▶ **TASKS TO COMPLETE**:
- 1) In the Roofline analysis guide, rewrite the paragraph that begins "Roofline analysis helps you" more briefly, keeping its main facts.
- 2) Continue the Roofline analysis guide from the point where it stops.

▶ **PAGE TEXT**:

/---

User Guide

Contents

Roofline Analysis

Roofline Analysis Purpose

Roofline analysis helps you
visualize actual performance against hardware-imposed performance ceilings, as well as determine the main limiting factor (memory bandwidth or compute capacity), thereby providing an ideal roadmap of potential optimization steps.
Use the
Roofline
chart to answer the following questions:
  • What is the maximum achievable performance with your current hardware resources?
  • Does your application work optimally on current hardware resources?
  • If not, what are the best candidates for optimization?
  • Is memory bandwidth or compute capacity limiting performance for each optimization candidate?
Intel® Advisor
includes the following Roofline models that you can use to analyze your application:
  • Basic Cache-Aware Roofline (default), which represents self data and cumulative traffic-based arithmetic intensity
  • Roofline with Callstacks, which represents total data and allow you to investigate the source of loops/functions
  • Memory-Level Roofline, which collects metrics for all memory levels and allows you to observe each loop/function at different cache levels

Basic Roofline Analysis

In the Vectorization Workflow tab, click the Intel Advisor control: Run analysis 
			 control under
Run Roofline
.
The
Intel Advisor
executes the target application twice to:
  • Measure the hardware limitations of your machine and collect loop/function timings using the Survey analysis.

\---

Segmentation dataset records

/---

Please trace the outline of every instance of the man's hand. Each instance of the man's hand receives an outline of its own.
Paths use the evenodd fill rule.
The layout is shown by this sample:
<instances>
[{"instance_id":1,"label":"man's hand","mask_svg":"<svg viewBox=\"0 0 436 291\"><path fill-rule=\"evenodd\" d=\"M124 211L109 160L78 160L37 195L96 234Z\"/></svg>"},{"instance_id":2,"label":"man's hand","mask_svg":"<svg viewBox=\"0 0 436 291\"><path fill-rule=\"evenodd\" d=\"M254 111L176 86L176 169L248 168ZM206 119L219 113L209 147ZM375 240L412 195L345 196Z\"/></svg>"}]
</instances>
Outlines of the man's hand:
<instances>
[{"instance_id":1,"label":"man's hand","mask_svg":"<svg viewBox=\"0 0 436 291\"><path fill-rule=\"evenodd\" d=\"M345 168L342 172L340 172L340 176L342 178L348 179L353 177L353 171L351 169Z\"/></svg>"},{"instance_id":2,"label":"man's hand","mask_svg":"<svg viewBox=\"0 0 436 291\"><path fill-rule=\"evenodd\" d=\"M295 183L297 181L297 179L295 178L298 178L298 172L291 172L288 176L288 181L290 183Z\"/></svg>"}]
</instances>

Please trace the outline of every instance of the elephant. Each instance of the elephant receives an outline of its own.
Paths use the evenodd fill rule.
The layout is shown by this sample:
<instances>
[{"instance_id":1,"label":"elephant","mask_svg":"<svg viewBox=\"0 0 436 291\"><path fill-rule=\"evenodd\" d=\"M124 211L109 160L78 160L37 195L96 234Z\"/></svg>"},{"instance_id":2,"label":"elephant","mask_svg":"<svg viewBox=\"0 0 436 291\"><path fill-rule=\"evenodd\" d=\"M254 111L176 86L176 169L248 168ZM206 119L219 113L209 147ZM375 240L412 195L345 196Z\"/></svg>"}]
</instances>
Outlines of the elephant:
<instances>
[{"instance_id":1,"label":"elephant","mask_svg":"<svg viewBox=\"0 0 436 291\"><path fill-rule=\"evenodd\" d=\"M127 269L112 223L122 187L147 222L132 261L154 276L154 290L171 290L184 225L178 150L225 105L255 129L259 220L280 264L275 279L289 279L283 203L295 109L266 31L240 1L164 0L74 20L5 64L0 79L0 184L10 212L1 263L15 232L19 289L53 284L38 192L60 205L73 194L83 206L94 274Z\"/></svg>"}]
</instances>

\---

▶ **FINAL RESULTS**:
- 1) Roofline analysis compares actual performance with the performance ceilings set by the hardware. It identifies whether memory bandwidth or compute capacity is the main limit, which gives a clear roadmap of possible optimization steps.

- 2)
  • Collect FLOP and integer operations data, and memory traffic data, using the Trip Counts and FLOP analysis - this collection can take three to four times longer than the Survey analysis.
After both analyses are complete, the
Intel Advisor
adds a
Roofline
chart to the
Survey Report
.
By default,
Intel Advisor
runs the Cache-Aware Roofline, which represents self data and cumulative traffic-based arithmetic intensity.
Roofline Chart Data
The
Roofline
chart plots an application's
achieved performance
and
arithmetic intensity
against the machine's
maximum achievable performance
:
  • Arithmetic intensity (x axis) - measured in number of floating-point operations (FLOPs) and/or integer operations (INTOPs) per byte, based on the loop/function algorithm, transferred between CPU/VPU and memory
  • Performance (y axis) - measured in billions of floating-point operations per second (GFLOPS) and/or billions of integer operations per second (GINTOPS)
Intel Advisor Cache-Aware Roofline Chart
In general:
  • The size and color of each
    Roofline
    chart dot represent relative execution time for each loop/function. Large red dots take the most time, so are the best candidates for optimization. Small green dots take less time, so may not be worth optimizing.
  • Roofline
    chart diagonal lines indicate memory bandwidth limitations preventing loops/functions from achieving better performance without some form of optimization. For example: The
    L1 Bandwidth
    roofline represents the maximum amount of work that can get done at a given arithmetic intensity if the loop
    always
    hits L1 cache. A loop does not benefit from L1 cache speed if a dataset causes it to miss L1 cache too often, and instead is subject to the limitations of the lower-speed L2 cache it
    is
    hitting. So a dot representing a loop that misses L1 cache too often but hits L2 cache is positioned somewhere below the
    L2 Bandwidth
    roofline.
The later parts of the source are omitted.